Katholische Bischöfe beschließen Maßnahmenpaket gegen Missbrauch

"Es darf keine Tabus geben"

​Mit einer Pressekonferenz haben die deutschen Bischöfe ihre Herbstvollversammlung in Fulda beendet. Dabei haben sie unter anderem konkrete Maßnahmen zur Bekämpfung des Missbrauchs in der katholischen Kirche beschlossen. 

Pressekonferenz zum Abschluss der Herbstvollversammlung der Deutschen Bischofskonferenz / © Harald Oppitz (KNA)
Pressekonferenz zum Abschluss der Herbstvollversammlung der Deutschen Bischofskonferenz / © Harald Oppitz ( KNA )

Zeilen aus einem Datensatz
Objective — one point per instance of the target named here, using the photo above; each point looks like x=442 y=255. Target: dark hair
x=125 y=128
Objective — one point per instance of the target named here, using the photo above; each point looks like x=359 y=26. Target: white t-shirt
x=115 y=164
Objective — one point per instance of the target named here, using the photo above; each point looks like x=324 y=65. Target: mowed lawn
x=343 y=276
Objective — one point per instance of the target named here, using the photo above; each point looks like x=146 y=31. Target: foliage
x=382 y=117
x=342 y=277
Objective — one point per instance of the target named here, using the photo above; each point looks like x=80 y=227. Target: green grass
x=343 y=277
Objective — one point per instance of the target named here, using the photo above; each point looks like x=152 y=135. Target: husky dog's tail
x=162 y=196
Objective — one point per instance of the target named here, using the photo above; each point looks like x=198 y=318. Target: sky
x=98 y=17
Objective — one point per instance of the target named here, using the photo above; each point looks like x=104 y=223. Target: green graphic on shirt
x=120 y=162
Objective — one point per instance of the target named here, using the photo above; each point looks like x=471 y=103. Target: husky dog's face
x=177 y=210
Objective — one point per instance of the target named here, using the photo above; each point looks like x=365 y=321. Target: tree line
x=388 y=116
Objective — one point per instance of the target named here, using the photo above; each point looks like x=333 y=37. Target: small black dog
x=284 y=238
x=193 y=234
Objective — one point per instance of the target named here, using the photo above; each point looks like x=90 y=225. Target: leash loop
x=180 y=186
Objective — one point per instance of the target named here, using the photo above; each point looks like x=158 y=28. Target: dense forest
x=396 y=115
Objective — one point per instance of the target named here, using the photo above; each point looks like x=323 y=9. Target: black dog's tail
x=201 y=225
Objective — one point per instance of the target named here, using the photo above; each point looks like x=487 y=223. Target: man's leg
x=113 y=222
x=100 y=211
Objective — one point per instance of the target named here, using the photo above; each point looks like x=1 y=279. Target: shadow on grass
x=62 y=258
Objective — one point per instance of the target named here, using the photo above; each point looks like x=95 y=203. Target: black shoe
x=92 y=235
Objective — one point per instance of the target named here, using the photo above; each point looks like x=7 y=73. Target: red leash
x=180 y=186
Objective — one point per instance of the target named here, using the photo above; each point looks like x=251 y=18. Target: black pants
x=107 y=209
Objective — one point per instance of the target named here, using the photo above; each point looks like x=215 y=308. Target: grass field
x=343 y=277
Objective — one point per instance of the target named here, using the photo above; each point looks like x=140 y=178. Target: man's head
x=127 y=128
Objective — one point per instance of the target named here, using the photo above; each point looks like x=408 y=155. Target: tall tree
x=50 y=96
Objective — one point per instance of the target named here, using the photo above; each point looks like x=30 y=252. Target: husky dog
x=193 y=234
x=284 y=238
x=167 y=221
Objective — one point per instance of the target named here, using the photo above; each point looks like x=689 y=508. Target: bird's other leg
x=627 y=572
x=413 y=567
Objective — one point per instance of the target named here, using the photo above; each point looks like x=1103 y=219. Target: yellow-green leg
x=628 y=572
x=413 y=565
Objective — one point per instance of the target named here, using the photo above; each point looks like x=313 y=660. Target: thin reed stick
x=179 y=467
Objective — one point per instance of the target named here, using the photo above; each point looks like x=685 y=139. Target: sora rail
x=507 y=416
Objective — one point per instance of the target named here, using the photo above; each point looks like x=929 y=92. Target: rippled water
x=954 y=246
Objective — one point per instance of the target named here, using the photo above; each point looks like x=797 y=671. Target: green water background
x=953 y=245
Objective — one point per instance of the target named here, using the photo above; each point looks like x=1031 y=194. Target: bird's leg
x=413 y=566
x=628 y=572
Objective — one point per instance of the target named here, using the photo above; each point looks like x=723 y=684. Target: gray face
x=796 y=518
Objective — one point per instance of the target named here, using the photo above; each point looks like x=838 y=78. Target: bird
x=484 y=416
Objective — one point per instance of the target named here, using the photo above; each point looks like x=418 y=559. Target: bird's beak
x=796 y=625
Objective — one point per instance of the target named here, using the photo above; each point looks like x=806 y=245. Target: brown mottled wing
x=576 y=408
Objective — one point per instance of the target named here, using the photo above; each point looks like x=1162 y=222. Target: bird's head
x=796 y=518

■ Aufgabe
Prüfe anhand des Übungstexts, ob die folgenden Aussagen zutreffen, und antworte jeweils mit Ja oder Nein samt den entscheidenden Worten des Texts als wörtlichem Zitat. (a) Die Herbstvollversammlung der deutschen Bischöfe fand in Fulda statt. (b) Die Bischöfe beendeten ihre Herbstvollversammlung mit einem Gottesdienst. (c) Das Foto zur Pressekonferenz stammt von Harald Oppitz.

■ Lösung
(a) Ja: „ihre Herbstvollversammlung in Fulda beendet“
(b) Nein: „Mit einer Pressekonferenz haben die deutschen Bischöfe ihre Herbstvollversammlung in Fulda beendet.“
(c) Ja: „© Harald Oppitz (KNA)“